_GIVEN TASK_
Rewrite the lines below as a numbered list, skipping any blank lines and omitting the pictures.

_THE RECORDS_
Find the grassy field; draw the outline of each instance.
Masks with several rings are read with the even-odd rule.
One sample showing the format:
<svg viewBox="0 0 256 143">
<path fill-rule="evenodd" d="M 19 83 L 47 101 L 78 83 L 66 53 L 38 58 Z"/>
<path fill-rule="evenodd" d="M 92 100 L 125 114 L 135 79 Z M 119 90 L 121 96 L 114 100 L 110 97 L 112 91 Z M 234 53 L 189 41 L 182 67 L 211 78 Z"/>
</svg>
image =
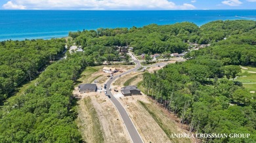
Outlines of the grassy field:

_REPLY_
1. Find the grassy field; draw the outline of each instance.
2. Masks with several rings are read with the even-odd rule.
3. One sample showing the format:
4. <svg viewBox="0 0 256 143">
5. <path fill-rule="evenodd" d="M 19 83 L 47 101 L 78 83 L 66 53 L 38 58 Z"/>
6. <path fill-rule="evenodd" d="M 92 100 L 125 114 L 135 79 Z M 119 90 L 121 96 L 114 100 L 110 97 L 112 91 Z M 234 53 L 189 41 L 182 67 L 211 78 Z"/>
7. </svg>
8. image =
9. Outlines of the grassy field:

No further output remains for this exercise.